Required work:
Please rewrite the records below with "integer pixel values" replaced by "whole-number pixel values" and everything else unchanged. Leave the pictures out of your answer.

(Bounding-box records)

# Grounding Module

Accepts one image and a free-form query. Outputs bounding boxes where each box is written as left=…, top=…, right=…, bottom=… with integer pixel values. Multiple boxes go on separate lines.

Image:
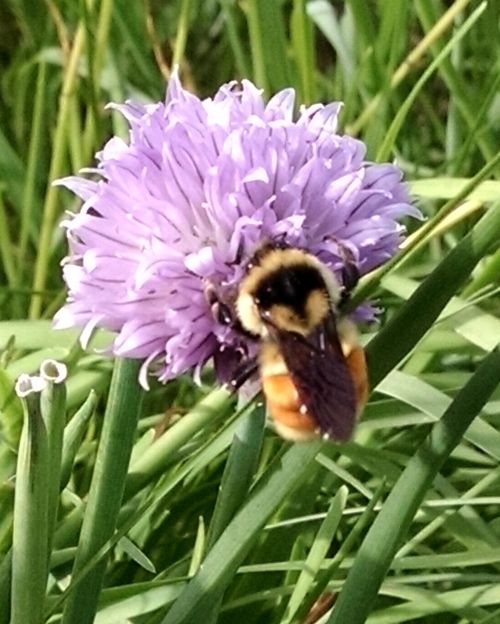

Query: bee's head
left=237, top=248, right=340, bottom=338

Response to this exercise:
# Grounding Module

Accepts one image and a free-form query. Outputs bounding boxes where each box is written as left=…, top=…, right=…, bottom=… with whole-number pixel values. Multiple boxes go on separate lines.

Image:

Query: bee's head
left=237, top=248, right=340, bottom=338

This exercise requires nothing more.